## Start Supplied material

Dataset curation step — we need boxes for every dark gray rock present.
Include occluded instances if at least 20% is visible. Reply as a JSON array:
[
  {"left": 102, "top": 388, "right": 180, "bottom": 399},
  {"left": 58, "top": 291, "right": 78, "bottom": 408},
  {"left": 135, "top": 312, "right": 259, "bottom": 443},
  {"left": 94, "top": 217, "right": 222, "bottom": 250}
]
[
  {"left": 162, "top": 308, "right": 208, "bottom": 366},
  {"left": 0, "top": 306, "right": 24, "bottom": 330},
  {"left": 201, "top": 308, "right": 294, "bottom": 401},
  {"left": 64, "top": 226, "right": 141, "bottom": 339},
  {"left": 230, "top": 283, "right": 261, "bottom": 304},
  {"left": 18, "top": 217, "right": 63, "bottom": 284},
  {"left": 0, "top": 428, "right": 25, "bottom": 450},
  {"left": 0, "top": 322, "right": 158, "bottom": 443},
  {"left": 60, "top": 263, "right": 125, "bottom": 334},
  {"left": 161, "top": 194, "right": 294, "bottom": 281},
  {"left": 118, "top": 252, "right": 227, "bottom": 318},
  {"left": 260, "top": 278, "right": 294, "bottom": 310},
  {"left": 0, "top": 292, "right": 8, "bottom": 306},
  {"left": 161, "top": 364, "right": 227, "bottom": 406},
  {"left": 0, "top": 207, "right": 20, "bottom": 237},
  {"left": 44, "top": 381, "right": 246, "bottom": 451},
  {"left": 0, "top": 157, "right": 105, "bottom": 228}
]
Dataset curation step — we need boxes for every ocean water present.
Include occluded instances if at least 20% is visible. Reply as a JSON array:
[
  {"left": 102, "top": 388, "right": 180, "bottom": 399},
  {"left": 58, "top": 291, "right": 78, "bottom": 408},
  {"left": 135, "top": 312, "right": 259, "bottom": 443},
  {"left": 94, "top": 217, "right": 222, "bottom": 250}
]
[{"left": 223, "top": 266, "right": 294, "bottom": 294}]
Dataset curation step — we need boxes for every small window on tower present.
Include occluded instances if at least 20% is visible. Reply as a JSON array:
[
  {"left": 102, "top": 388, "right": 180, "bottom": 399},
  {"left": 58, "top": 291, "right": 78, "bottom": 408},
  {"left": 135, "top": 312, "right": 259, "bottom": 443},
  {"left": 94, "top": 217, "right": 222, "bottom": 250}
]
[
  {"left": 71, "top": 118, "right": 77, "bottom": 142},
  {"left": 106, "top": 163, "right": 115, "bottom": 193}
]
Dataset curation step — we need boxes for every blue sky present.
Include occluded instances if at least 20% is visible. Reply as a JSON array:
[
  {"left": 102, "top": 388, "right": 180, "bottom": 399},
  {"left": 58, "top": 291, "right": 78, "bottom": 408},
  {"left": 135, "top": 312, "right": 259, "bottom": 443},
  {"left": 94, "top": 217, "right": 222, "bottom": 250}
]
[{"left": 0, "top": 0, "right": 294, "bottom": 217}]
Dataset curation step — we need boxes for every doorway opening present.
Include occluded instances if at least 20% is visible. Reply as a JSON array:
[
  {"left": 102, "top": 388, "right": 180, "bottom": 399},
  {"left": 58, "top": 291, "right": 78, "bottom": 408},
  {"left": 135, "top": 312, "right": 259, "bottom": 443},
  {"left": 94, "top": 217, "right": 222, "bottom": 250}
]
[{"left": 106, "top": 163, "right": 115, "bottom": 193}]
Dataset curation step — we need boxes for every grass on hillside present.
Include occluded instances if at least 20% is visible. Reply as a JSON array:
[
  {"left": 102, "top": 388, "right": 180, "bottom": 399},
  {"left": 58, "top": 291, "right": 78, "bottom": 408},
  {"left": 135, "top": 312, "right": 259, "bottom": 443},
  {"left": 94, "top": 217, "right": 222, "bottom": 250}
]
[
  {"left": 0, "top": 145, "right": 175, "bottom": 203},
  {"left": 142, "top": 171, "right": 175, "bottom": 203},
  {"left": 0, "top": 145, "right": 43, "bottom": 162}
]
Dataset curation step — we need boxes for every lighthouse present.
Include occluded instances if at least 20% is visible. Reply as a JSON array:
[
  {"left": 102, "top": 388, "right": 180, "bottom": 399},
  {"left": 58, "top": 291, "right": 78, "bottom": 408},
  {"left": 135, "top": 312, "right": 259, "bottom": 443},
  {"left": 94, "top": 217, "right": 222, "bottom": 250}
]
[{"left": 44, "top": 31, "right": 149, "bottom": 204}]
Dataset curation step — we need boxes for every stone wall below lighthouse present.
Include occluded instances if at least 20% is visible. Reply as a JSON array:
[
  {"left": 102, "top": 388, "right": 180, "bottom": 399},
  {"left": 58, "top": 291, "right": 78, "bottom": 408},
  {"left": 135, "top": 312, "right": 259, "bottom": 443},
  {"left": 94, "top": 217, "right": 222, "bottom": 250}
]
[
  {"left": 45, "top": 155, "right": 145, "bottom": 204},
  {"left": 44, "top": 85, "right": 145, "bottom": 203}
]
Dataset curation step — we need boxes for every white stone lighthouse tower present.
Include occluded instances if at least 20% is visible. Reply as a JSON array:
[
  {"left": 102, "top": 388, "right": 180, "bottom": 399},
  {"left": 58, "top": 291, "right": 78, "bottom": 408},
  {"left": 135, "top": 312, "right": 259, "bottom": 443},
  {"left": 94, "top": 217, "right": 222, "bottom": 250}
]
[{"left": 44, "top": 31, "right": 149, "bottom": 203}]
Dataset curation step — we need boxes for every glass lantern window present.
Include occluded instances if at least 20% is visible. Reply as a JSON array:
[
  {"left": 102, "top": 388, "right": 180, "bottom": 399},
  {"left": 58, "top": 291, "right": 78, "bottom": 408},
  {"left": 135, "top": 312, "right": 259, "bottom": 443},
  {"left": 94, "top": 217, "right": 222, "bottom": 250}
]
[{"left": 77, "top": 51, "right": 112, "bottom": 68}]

## End Supplied material

## Exercise requirements
Type the whole listing again, unaltered.

## Written response
Dataset curation step — we need boxes for every dark gray rock present.
Include occluded instances if at least 20% is visible. Reply as a JSON array:
[
  {"left": 102, "top": 388, "right": 180, "bottom": 399},
  {"left": 58, "top": 291, "right": 78, "bottom": 408},
  {"left": 135, "top": 312, "right": 259, "bottom": 443},
  {"left": 94, "top": 217, "right": 222, "bottom": 250}
]
[
  {"left": 162, "top": 308, "right": 208, "bottom": 366},
  {"left": 0, "top": 306, "right": 24, "bottom": 330},
  {"left": 201, "top": 308, "right": 294, "bottom": 401},
  {"left": 64, "top": 226, "right": 141, "bottom": 339},
  {"left": 230, "top": 283, "right": 261, "bottom": 304},
  {"left": 18, "top": 217, "right": 63, "bottom": 284},
  {"left": 0, "top": 428, "right": 25, "bottom": 450},
  {"left": 0, "top": 322, "right": 158, "bottom": 443},
  {"left": 60, "top": 263, "right": 125, "bottom": 334},
  {"left": 161, "top": 194, "right": 294, "bottom": 281},
  {"left": 118, "top": 252, "right": 227, "bottom": 318},
  {"left": 260, "top": 278, "right": 294, "bottom": 310},
  {"left": 0, "top": 292, "right": 8, "bottom": 306},
  {"left": 161, "top": 364, "right": 227, "bottom": 406},
  {"left": 0, "top": 207, "right": 20, "bottom": 237},
  {"left": 44, "top": 381, "right": 246, "bottom": 451},
  {"left": 0, "top": 157, "right": 105, "bottom": 228}
]
Dataset curation step — we need boxes for every ocean water present.
Include occluded instances if at least 20% is visible. Reply as a JSON array:
[
  {"left": 102, "top": 388, "right": 180, "bottom": 399},
  {"left": 58, "top": 291, "right": 78, "bottom": 408},
  {"left": 135, "top": 312, "right": 259, "bottom": 443},
  {"left": 94, "top": 217, "right": 222, "bottom": 250}
]
[{"left": 223, "top": 266, "right": 294, "bottom": 294}]
Dataset curation step — we need boxes for every small window on tower present.
Include occluded instances if at least 20% is visible. Reply as a JSON array:
[
  {"left": 102, "top": 388, "right": 180, "bottom": 399},
  {"left": 58, "top": 291, "right": 78, "bottom": 408},
  {"left": 135, "top": 312, "right": 259, "bottom": 443},
  {"left": 94, "top": 217, "right": 222, "bottom": 250}
]
[
  {"left": 71, "top": 118, "right": 77, "bottom": 142},
  {"left": 106, "top": 163, "right": 115, "bottom": 193}
]
Dataset curation step — we need boxes for every blue sky present.
Include occluded instances if at least 20% is visible. Reply as a JSON array:
[
  {"left": 102, "top": 388, "right": 180, "bottom": 399},
  {"left": 58, "top": 291, "right": 78, "bottom": 408},
  {"left": 135, "top": 312, "right": 259, "bottom": 443},
  {"left": 94, "top": 217, "right": 222, "bottom": 250}
]
[{"left": 0, "top": 0, "right": 294, "bottom": 217}]
Dataset curation step — we need boxes for every doorway opening present.
Include occluded instances if at least 20% is visible. Reply as a JSON array:
[
  {"left": 102, "top": 388, "right": 180, "bottom": 399},
  {"left": 58, "top": 291, "right": 78, "bottom": 408},
  {"left": 135, "top": 312, "right": 259, "bottom": 443},
  {"left": 94, "top": 217, "right": 222, "bottom": 250}
]
[{"left": 106, "top": 163, "right": 115, "bottom": 193}]
Dataset curation step — we need boxes for every grass on hillside present.
Include occluded instances if at least 20% is visible. Reply as a JSON array:
[
  {"left": 102, "top": 388, "right": 180, "bottom": 399},
  {"left": 58, "top": 291, "right": 78, "bottom": 408},
  {"left": 135, "top": 312, "right": 259, "bottom": 443},
  {"left": 94, "top": 217, "right": 222, "bottom": 250}
]
[
  {"left": 0, "top": 145, "right": 175, "bottom": 203},
  {"left": 142, "top": 171, "right": 175, "bottom": 203},
  {"left": 0, "top": 145, "right": 43, "bottom": 162}
]
Dataset curation step — we need boxes for every lighthouse present.
Include occluded instances if at least 20% is visible. Reply as a JSON array:
[
  {"left": 102, "top": 388, "right": 180, "bottom": 399},
  {"left": 58, "top": 291, "right": 78, "bottom": 408},
  {"left": 135, "top": 312, "right": 259, "bottom": 443},
  {"left": 94, "top": 217, "right": 222, "bottom": 250}
]
[{"left": 44, "top": 31, "right": 149, "bottom": 204}]
Dataset curation step — we need boxes for every stone wall below lighthouse present.
Include occluded instances if at least 20% is visible. Reply as a JSON array:
[
  {"left": 102, "top": 388, "right": 180, "bottom": 399},
  {"left": 58, "top": 291, "right": 78, "bottom": 408},
  {"left": 135, "top": 312, "right": 259, "bottom": 443},
  {"left": 94, "top": 217, "right": 222, "bottom": 250}
]
[
  {"left": 45, "top": 155, "right": 145, "bottom": 204},
  {"left": 44, "top": 85, "right": 145, "bottom": 203}
]
Dataset curation step — we need boxes for every white stone lighthouse tower present.
Include occluded instances if at least 20% is visible. Reply as a JSON array:
[
  {"left": 102, "top": 388, "right": 180, "bottom": 399},
  {"left": 58, "top": 291, "right": 78, "bottom": 408},
  {"left": 135, "top": 312, "right": 259, "bottom": 443},
  {"left": 94, "top": 217, "right": 222, "bottom": 250}
]
[{"left": 44, "top": 31, "right": 149, "bottom": 203}]
Dataset curation step — we need boxes for every glass lantern window present.
Include occluded instances if at least 20% is visible. Reply as a JSON array:
[
  {"left": 102, "top": 388, "right": 180, "bottom": 399},
  {"left": 58, "top": 291, "right": 78, "bottom": 408},
  {"left": 135, "top": 312, "right": 259, "bottom": 443},
  {"left": 94, "top": 217, "right": 222, "bottom": 250}
]
[{"left": 77, "top": 51, "right": 112, "bottom": 68}]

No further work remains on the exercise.